* Begin RECORDS FOR THIS EXERCISE *
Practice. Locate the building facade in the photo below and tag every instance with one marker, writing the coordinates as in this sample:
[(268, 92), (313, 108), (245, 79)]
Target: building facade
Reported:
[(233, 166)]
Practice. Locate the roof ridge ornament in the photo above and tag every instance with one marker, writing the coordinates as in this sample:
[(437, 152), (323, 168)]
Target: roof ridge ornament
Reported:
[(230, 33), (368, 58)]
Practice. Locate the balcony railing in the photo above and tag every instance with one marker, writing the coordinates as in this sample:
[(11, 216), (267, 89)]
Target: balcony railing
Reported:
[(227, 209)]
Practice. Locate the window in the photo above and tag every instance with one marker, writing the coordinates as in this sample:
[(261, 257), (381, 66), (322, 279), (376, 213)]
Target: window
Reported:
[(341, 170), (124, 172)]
* End RECORDS FOR THIS EXERCISE *
(WHAT IS BEING ASKED): Every line from the one containing "Practice. Locate the roof" through the last line must be copied exactly; leave out the rest.

(PROBLEM SOLUTION):
Practice. Locate the roof ridge ornament in the photo above and tag every instance with one marker, writing the coordinates as in this sample:
[(437, 152), (323, 168)]
Target: roof ridge ornament
Reported:
[(230, 33), (368, 58)]
Practice. Locate the balcony railing in the photo above and tag every instance with one marker, writing the coordinates as in this sample:
[(11, 216), (267, 89)]
Target: balcony railing
Reported:
[(227, 209)]
Practice. Locate the window in the photo above and tag every instance with one marker, writing the coordinates as in this sample:
[(261, 257), (381, 66), (322, 279), (376, 213)]
Target: window
Reported:
[(341, 170), (124, 172)]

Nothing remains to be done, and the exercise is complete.